Starting at the line that contains "# segment the paper sheet" and continuing through the end of the records, rewrite those lines with "paper sheet" replaced by "sheet of paper" and nothing else altered. Omit the pictures from your answer.

Input data >>

——

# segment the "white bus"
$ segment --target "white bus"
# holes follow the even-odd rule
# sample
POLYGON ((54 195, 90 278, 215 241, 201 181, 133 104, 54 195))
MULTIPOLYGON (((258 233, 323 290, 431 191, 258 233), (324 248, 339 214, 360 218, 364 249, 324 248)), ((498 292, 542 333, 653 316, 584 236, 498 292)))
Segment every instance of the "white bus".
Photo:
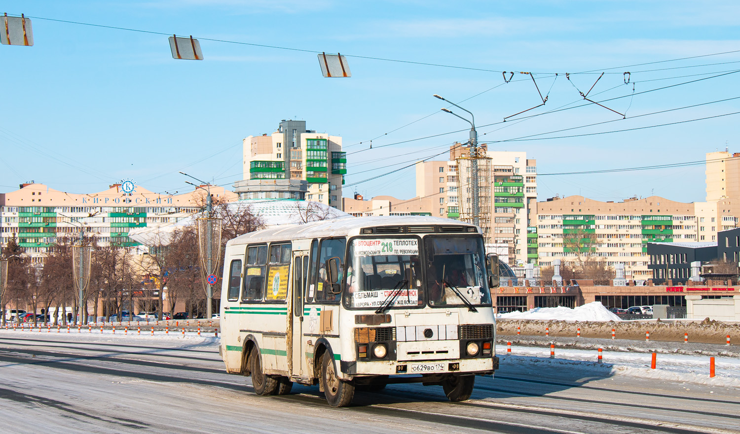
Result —
MULTIPOLYGON (((488 270, 488 271, 487 271, 488 270)), ((259 395, 319 384, 344 407, 355 389, 441 385, 468 399, 492 375, 495 324, 477 226, 427 217, 323 220, 226 243, 219 352, 259 395)))

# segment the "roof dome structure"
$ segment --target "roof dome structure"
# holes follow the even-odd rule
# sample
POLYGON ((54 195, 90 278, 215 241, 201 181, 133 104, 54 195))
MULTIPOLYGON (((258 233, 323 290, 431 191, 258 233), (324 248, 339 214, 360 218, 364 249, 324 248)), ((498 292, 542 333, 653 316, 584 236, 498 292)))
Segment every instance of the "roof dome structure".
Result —
MULTIPOLYGON (((226 206, 232 211, 249 207, 253 214, 264 219, 266 228, 352 217, 349 214, 320 202, 295 199, 246 199, 231 202, 226 206)), ((205 211, 194 214, 167 226, 135 228, 129 232, 129 238, 147 246, 166 245, 172 242, 175 231, 194 224, 195 220, 204 214, 205 211)))

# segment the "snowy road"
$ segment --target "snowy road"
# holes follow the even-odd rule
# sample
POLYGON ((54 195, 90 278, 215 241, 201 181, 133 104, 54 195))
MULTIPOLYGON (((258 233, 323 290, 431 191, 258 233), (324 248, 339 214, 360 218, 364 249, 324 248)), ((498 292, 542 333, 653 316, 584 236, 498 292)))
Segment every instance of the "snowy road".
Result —
POLYGON ((497 378, 478 377, 466 402, 448 402, 440 387, 390 385, 334 409, 317 387, 255 396, 249 378, 224 373, 216 345, 0 330, 0 433, 740 433, 733 360, 712 381, 686 367, 699 359, 682 357, 650 379, 645 354, 596 365, 579 361, 592 351, 551 361, 544 350, 505 356, 500 347, 497 378))

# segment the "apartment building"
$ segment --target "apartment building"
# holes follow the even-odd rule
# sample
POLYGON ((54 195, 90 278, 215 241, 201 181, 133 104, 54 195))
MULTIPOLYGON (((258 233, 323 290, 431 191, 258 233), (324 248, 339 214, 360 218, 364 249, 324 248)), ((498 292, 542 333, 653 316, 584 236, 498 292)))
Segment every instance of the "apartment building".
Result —
MULTIPOLYGON (((536 161, 528 159, 524 152, 489 151, 485 144, 480 147, 491 159, 492 185, 482 189, 490 195, 482 198, 482 203, 490 207, 488 221, 481 223, 485 226, 486 241, 508 245, 511 265, 536 263, 536 161)), ((461 166, 457 161, 468 155, 468 148, 456 143, 450 147, 448 160, 417 163, 417 197, 431 200, 432 215, 458 219, 461 211, 472 214, 468 166, 463 165, 465 173, 458 173, 461 166)))
POLYGON ((271 135, 246 138, 243 148, 244 189, 249 184, 255 190, 255 183, 270 187, 263 197, 243 198, 306 199, 341 208, 347 173, 342 138, 306 129, 305 121, 283 120, 271 135), (275 185, 284 186, 285 192, 275 191, 275 185))
MULTIPOLYGON (((236 199, 223 187, 212 186, 210 191, 215 197, 236 199)), ((200 211, 204 204, 201 189, 166 194, 127 181, 103 191, 75 194, 31 181, 0 194, 0 244, 16 237, 34 263, 42 262, 60 238, 77 237, 81 230, 101 245, 132 247, 138 243, 129 238, 131 228, 169 226, 200 211)))

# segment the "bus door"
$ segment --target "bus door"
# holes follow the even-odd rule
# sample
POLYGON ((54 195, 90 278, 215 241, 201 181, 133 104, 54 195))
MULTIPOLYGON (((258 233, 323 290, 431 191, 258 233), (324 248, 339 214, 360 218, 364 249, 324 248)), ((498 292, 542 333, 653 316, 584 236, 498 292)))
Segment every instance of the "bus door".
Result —
POLYGON ((292 361, 292 375, 298 377, 308 377, 306 366, 306 345, 303 339, 303 294, 306 283, 308 280, 309 252, 307 251, 293 251, 293 291, 290 313, 292 319, 292 342, 289 347, 292 350, 289 356, 292 361))

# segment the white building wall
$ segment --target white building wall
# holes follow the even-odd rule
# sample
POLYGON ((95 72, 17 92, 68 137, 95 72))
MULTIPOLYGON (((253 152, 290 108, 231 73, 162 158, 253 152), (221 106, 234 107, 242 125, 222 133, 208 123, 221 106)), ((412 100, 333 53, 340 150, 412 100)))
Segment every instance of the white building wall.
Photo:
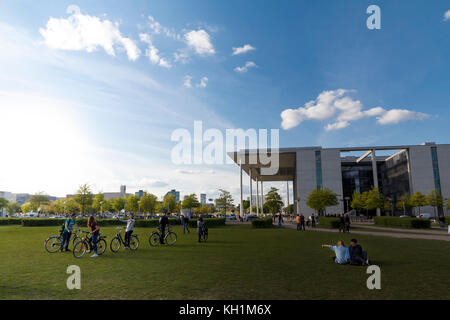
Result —
MULTIPOLYGON (((342 170, 341 152, 339 149, 322 149, 322 185, 331 189, 342 199, 342 170)), ((327 208, 327 214, 339 214, 344 212, 343 201, 334 207, 327 208)))
POLYGON ((297 150, 297 199, 299 199, 300 212, 305 216, 314 213, 306 205, 306 199, 311 191, 317 188, 315 151, 320 148, 297 150))

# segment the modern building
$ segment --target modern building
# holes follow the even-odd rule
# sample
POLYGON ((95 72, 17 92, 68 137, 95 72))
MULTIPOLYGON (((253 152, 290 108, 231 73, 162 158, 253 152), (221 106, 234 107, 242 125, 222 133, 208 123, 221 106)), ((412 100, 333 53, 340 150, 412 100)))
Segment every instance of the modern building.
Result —
POLYGON ((180 191, 172 189, 169 192, 167 192, 166 195, 175 196, 175 202, 180 202, 180 191))
POLYGON ((206 193, 200 193, 200 204, 202 206, 206 204, 206 193))
MULTIPOLYGON (((420 191, 426 195, 436 190, 444 199, 450 197, 450 144, 280 148, 269 156, 277 154, 278 170, 270 175, 261 171, 270 164, 260 161, 258 150, 228 154, 241 167, 241 200, 243 171, 257 187, 261 186, 256 188, 256 194, 261 196, 264 196, 263 182, 293 181, 294 210, 306 215, 314 212, 306 205, 306 199, 317 188, 329 188, 339 197, 339 205, 327 208, 328 214, 349 211, 353 191, 362 193, 372 187, 378 187, 394 208, 405 193, 412 195, 420 191)), ((401 214, 399 210, 394 211, 396 215, 401 214)), ((424 207, 422 212, 434 210, 424 207)), ((448 214, 444 208, 438 208, 437 213, 448 214)))

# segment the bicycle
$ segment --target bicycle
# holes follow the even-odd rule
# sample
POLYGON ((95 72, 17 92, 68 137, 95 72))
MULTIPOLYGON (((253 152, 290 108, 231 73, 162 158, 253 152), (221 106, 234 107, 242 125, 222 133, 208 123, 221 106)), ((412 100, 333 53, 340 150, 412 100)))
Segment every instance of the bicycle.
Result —
MULTIPOLYGON (((89 248, 89 252, 92 250, 91 249, 91 244, 89 243, 89 238, 90 238, 90 232, 88 231, 81 231, 80 233, 84 233, 84 237, 81 237, 81 241, 78 241, 74 246, 73 246, 73 256, 75 258, 81 258, 85 253, 86 253, 86 249, 89 248)), ((97 254, 101 255, 106 251, 106 241, 105 241, 106 236, 102 236, 99 233, 99 236, 97 238, 97 254)))
MULTIPOLYGON (((117 232, 116 236, 112 238, 110 245, 110 249, 114 253, 120 250, 122 244, 125 246, 125 241, 122 238, 122 230, 124 229, 124 227, 117 227, 116 229, 119 229, 119 231, 117 232)), ((130 236, 130 243, 128 247, 133 251, 139 248, 139 238, 137 237, 137 235, 132 234, 130 236)))
MULTIPOLYGON (((153 231, 150 237, 148 238, 148 242, 152 247, 157 247, 161 244, 161 227, 156 228, 158 231, 153 231)), ((167 227, 167 232, 164 235, 164 243, 168 246, 173 246, 177 242, 177 234, 171 231, 170 227, 167 227)))
MULTIPOLYGON (((73 231, 73 240, 72 245, 75 247, 75 244, 80 241, 81 237, 79 236, 81 230, 79 228, 76 228, 75 231, 73 231)), ((55 253, 58 252, 61 248, 62 240, 63 240, 63 233, 64 233, 64 226, 59 230, 58 236, 50 236, 44 241, 44 248, 47 250, 48 253, 55 253)))

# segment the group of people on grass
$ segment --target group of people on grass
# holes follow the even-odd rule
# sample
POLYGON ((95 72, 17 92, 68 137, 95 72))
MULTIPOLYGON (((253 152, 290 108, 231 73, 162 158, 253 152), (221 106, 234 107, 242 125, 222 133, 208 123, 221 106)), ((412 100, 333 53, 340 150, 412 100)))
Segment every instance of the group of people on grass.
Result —
POLYGON ((333 261, 338 264, 351 264, 354 266, 369 265, 370 261, 367 258, 367 251, 364 251, 358 240, 350 240, 350 246, 347 248, 343 240, 339 240, 336 246, 330 244, 323 244, 322 248, 329 248, 334 251, 335 257, 333 261))
MULTIPOLYGON (((69 250, 69 243, 70 243, 70 238, 72 236, 72 231, 74 229, 74 227, 78 227, 75 221, 76 215, 75 214, 71 214, 66 221, 64 221, 64 225, 63 225, 63 234, 62 234, 62 241, 61 241, 61 247, 60 247, 60 251, 70 251, 69 250)), ((130 248, 130 239, 131 239, 131 235, 134 231, 134 224, 135 224, 135 220, 134 220, 134 215, 130 214, 127 220, 120 220, 123 223, 126 223, 127 226, 125 228, 125 249, 129 249, 130 248)), ((183 233, 185 233, 185 231, 187 231, 188 233, 189 231, 189 218, 186 216, 182 216, 182 224, 183 224, 183 233)), ((161 244, 164 244, 164 237, 166 234, 166 228, 169 225, 169 214, 165 214, 163 215, 160 219, 159 219, 159 226, 161 229, 161 237, 160 237, 160 242, 161 244)), ((92 258, 96 258, 98 257, 97 254, 97 241, 98 241, 98 236, 100 235, 100 227, 97 223, 97 221, 95 220, 94 216, 90 216, 88 219, 88 223, 87 223, 87 227, 91 229, 90 232, 90 237, 89 237, 89 246, 90 249, 88 250, 88 252, 93 251, 93 255, 91 255, 92 258)), ((203 230, 204 230, 204 222, 203 222, 203 218, 200 217, 197 220, 197 234, 198 234, 198 242, 201 242, 201 235, 203 234, 203 230)))

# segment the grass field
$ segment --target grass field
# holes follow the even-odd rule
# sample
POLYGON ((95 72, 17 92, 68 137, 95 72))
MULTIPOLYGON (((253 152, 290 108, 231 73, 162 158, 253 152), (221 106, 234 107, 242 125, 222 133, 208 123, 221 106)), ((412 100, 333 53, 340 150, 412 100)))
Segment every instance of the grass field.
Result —
POLYGON ((198 244, 179 227, 174 247, 152 248, 152 229, 137 229, 136 252, 112 253, 114 228, 102 228, 108 250, 81 259, 49 254, 55 227, 0 227, 0 299, 450 299, 450 243, 358 235, 381 268, 381 290, 368 290, 365 267, 340 266, 322 243, 356 235, 252 229, 210 229, 198 244), (66 268, 80 266, 81 290, 68 290, 66 268))

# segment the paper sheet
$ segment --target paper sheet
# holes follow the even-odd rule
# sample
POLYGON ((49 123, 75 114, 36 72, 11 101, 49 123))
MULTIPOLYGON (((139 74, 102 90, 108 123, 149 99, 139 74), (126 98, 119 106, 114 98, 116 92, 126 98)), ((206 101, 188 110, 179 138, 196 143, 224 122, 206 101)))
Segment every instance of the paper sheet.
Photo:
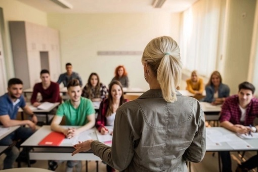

——

Final answer >>
# segment the sheet of paper
$ segment --target sheet of paper
# holes follow the even-odd rule
# sample
POLYGON ((49 123, 75 114, 36 72, 11 101, 49 123))
MULTIPOLYGON (((139 74, 102 90, 108 123, 149 99, 139 74), (126 98, 119 106, 114 98, 116 92, 126 98)), ((206 101, 188 110, 179 138, 196 143, 224 122, 206 101)))
Segment every instance of the sheet of paper.
Photo:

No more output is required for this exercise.